*Required task*
Put each line of the items below into a JSON list of strings, one string per line, skipping blank lines. Include only the lines from the start of the items up to and including the line with "column 661, row 177".

(Source data)
****************
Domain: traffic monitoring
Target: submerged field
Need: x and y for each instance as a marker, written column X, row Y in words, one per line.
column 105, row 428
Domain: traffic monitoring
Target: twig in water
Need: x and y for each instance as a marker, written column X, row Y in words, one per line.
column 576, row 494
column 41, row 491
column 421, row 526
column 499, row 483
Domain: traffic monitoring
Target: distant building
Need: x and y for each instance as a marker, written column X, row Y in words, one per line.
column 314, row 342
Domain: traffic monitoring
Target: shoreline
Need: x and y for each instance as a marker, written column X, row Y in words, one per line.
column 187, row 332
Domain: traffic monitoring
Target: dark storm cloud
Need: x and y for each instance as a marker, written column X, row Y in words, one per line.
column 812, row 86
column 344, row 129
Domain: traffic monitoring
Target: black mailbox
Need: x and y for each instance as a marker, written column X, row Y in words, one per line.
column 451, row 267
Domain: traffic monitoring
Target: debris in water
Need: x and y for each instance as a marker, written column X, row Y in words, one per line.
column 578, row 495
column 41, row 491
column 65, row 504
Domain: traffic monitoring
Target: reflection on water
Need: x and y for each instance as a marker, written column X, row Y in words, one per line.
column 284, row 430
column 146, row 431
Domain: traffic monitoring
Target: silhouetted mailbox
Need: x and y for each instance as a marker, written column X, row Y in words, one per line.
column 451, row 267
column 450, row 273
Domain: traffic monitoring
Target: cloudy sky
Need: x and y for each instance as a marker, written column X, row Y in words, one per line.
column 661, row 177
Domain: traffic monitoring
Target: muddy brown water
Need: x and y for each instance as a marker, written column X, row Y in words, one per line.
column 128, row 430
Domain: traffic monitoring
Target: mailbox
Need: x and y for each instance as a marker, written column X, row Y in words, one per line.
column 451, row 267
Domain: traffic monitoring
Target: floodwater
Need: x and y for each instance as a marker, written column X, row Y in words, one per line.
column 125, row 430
****************
*Output*
[
  "Domain: traffic monitoring",
  "Target: submerged field",
  "Need: x and y for each instance as a marker, written column X, row Y in words, one per line.",
  "column 105, row 428",
  "Domain: traffic monitoring",
  "Target: twig in water",
  "Need: x and y for each instance as a marker, written column X, row Y in words, one per line.",
  "column 576, row 494",
  "column 41, row 491",
  "column 421, row 526",
  "column 499, row 483",
  "Domain: traffic monitoring",
  "Target: distant building",
  "Need: x and y for each instance as a marker, written column X, row Y in words, one per line.",
  "column 314, row 342",
  "Domain: traffic monitoring",
  "Target: shoreline",
  "Need: x and y for each instance as a marker, written column X, row Y in words, one per line.",
  "column 187, row 332",
  "Domain: traffic monitoring",
  "Target: dark storm cloud",
  "Need: x and y for each instance as a marker, written column X, row Y in words, one per line.",
  "column 812, row 86",
  "column 344, row 129",
  "Domain: traffic monitoring",
  "Target: black mailbox",
  "Need: x and y for each instance as a marker, written column X, row Y in words, one per line.",
  "column 451, row 267",
  "Domain: traffic monitoring",
  "Target: debris in water",
  "Need: x and y for each instance as a marker, written column X, row Y in words, one per line.",
  "column 578, row 495",
  "column 41, row 491",
  "column 65, row 504",
  "Domain: traffic monitoring",
  "Target: reflection on water",
  "Need: x and y for each instance as a marker, written column X, row Y in words, one per line.",
  "column 284, row 430",
  "column 146, row 431",
  "Domain: traffic monitoring",
  "Target: silhouetted mailbox",
  "Need: x and y for each instance as a marker, written column X, row Y in words, one per line.",
  "column 451, row 267",
  "column 450, row 273",
  "Domain: traffic monitoring",
  "Target: cloudy sky",
  "Need: x and y for each instance as a marker, written column X, row Y in words, one per line.",
  "column 661, row 177"
]